Background information
- Born: 1979 or 1980 (age 46–47)
- Origin: London
- Genres: Electronic dance music
- Occupations: Disc Jockey, Marketer
- Instrument: turntable

Instagram information
- Page: Fish56Octagon;
- Followers: 649,000 (7 December 2024)

TikTok information
- Page: Fish56Octagon;
- Followers: 443,000

= Fish56Octagon =

British disc jockey

Fish56Octagon (born 1979 or 1980) is a British electronic dance music disc jockey and marketing professional. He gained a social media following due to his videos exhibiting his enthusiasm for dance music, typically while wearing a dressing gown. Since gaining popularity he has played live sets at several notable events including Creamfields, Boomtown and Glastonbury Festival.

==Biography==
Following formal education Fish56Octagon, sometimes known as Fish, worked in the marketing industry in a variety of sectors.

During lockdown Fish started making TikTok videos, giving automobile and insurance advice and tips to drivers. In 2023/2024 he changed the focus of his videos to depict himself playing different genres of electronic music, including speed garage, rave and psy-trance, often in domestic scenarios. Subsequently Fish56Octagon gained a cult following, largely by "sharing his infectious love for all electronic music genres", and accumulated c. 500,000 followers on Instagram. It has been reported that his success has been dismissed by rave "know-it-alls", however Fish has responded saying "that you can just put yourself out there and not care what other people think".

--- Record extracts ---

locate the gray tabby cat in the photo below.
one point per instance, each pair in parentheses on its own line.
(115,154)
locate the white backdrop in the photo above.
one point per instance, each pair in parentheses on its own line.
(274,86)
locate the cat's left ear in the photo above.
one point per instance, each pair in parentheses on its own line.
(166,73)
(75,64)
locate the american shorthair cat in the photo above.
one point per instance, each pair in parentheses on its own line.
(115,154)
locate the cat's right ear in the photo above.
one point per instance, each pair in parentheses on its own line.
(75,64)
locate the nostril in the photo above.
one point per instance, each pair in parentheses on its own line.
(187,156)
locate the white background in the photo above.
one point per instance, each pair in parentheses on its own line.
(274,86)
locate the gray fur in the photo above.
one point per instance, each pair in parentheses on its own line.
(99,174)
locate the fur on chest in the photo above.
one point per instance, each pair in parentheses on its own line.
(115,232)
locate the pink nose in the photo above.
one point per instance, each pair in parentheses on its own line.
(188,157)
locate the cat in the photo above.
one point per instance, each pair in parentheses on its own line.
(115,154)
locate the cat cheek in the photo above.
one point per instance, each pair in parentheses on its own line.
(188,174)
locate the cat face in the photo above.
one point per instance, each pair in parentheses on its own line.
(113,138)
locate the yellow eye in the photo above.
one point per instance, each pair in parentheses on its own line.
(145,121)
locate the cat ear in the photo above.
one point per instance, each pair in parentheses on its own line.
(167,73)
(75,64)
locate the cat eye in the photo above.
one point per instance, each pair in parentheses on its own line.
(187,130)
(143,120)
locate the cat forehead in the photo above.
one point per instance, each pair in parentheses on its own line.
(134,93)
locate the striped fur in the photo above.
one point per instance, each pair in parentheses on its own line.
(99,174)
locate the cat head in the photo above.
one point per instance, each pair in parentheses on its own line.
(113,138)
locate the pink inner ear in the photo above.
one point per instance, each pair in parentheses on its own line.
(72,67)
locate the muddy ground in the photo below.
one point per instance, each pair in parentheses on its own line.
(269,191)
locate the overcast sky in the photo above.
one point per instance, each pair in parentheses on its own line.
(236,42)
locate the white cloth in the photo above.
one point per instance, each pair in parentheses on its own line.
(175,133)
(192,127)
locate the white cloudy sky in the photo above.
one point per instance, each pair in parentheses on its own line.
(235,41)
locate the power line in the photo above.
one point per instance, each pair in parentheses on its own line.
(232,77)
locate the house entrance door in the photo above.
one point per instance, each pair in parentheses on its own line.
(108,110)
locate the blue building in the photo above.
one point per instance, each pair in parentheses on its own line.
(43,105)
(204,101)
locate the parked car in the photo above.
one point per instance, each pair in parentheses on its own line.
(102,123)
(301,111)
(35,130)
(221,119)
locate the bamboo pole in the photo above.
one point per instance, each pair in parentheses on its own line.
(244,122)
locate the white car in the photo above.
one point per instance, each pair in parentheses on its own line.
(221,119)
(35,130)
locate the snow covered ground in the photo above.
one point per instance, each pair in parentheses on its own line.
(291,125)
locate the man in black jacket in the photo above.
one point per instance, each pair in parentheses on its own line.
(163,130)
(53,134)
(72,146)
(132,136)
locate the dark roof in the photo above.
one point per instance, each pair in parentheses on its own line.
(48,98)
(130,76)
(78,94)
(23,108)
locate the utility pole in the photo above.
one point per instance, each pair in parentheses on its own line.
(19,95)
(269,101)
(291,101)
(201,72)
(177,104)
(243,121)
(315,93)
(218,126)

--- Problem description ---
Extract the portion of the Fish56Octagon text above, starting at "British disc jockey" and ending at "variety of sectors.".

--- Problem solution ---
British disc jockey

Fish56Octagon (born 1979 or 1980) is a British electronic dance music disc jockey and marketing professional. He gained a social media following due to his videos exhibiting his enthusiasm for dance music, typically while wearing a dressing gown. Since gaining popularity he has played live sets at several notable events including Creamfields, Boomtown and Glastonbury Festival.

==Biography==
Following formal education Fish56Octagon, sometimes known as Fish, worked in the marketing industry in a variety of sectors.